→ **Problem requirements**:
Answer these questions using the WRDS sample code page below:
1. Under which license is the repository released?
2. Which WRDS databases are given as examples of raw data sources?
3. On what platform should the programs run smoothly?

→ **Excerpt**:
/wrds_sample_code

Sample SAS programs that process WRDS data and facilitate econometric analysis

Primary LanguageSASMIT LicenseMIT

Sample SAS Programs for Processing WRDS Data

In this repository, I present a selection of SAS programs that (pre-)process WRDS data and compute certain variables/measures, as well as conduct some simple analysis. My goal is to provide efficient procedures for cleaning and transforming raw data from various WRDS databases (e.g., CRSP, Compustat, IBES, etc.) into well-structured datasets that contain only variables of interest and are conducive to econometric analysis. By walking through the steps in each program, one can (1) quickly gain a working knowledge of related raw data (e.g., file structures, variable definitions, etc.), and (2) understand the proper steps in the cleaning and organizing processes. I believe these programs are well-written and should be pretty straightforward to interpret (even for people who are new to SAS). They are also very adaptable and can be easily tailored to serve specific research purposes. (I personally have used these programs as building blocks for more complicated projects.) You should be able to run these programs smoothly on WRDS SAS Studio. Should you have any questions or find any bugs, please submit an issue or email me at i@czi.finance. I will do my best to help!

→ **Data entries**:

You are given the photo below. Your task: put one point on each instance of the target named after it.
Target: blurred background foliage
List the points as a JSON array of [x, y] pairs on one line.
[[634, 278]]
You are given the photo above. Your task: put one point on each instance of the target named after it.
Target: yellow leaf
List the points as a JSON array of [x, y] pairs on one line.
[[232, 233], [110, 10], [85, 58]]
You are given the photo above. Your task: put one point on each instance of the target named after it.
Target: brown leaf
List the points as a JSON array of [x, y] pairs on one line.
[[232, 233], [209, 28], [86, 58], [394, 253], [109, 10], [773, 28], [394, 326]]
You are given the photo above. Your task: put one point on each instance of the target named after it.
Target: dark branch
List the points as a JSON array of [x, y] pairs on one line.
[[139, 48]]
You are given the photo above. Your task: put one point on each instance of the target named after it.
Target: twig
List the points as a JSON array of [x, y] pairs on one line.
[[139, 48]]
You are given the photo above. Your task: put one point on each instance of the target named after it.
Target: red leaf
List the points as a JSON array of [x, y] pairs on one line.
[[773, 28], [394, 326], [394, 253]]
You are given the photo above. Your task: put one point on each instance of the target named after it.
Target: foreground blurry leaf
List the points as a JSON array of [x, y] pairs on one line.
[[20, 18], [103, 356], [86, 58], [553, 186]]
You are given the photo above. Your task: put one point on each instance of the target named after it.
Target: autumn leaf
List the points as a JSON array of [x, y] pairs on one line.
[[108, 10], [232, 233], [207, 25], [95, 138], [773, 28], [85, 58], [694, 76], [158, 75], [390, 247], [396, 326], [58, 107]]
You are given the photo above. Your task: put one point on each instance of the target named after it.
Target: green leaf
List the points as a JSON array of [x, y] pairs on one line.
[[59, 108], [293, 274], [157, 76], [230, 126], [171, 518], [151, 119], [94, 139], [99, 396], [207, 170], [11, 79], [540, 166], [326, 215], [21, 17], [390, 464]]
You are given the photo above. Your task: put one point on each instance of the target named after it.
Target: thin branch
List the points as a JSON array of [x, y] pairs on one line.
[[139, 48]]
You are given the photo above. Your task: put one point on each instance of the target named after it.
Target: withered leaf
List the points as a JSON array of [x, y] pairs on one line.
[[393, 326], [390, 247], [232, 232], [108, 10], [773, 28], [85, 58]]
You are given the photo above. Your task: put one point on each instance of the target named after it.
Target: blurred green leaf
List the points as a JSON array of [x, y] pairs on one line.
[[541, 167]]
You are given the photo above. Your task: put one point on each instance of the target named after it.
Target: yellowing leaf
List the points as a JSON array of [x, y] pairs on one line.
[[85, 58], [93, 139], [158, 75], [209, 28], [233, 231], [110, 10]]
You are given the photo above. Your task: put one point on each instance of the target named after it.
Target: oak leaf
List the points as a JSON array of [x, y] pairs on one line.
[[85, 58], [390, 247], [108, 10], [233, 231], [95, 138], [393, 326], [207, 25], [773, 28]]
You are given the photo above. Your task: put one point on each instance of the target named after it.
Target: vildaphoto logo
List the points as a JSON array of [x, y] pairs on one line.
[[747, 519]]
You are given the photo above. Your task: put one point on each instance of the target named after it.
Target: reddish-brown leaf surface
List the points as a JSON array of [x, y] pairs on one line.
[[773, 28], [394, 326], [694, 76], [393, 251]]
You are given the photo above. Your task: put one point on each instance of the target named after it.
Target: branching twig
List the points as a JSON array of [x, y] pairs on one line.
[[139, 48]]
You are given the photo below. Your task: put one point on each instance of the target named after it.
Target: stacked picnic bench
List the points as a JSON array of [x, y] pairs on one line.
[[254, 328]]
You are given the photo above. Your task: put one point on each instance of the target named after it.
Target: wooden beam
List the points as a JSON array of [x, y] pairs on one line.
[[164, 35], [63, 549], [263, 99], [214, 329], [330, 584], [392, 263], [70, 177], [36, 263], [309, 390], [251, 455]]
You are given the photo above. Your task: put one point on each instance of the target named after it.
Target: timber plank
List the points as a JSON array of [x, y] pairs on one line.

→ **Result of the task**:
1. MIT License
2. CRSP, Compustat, and IBES
3. WRDS SAS Studio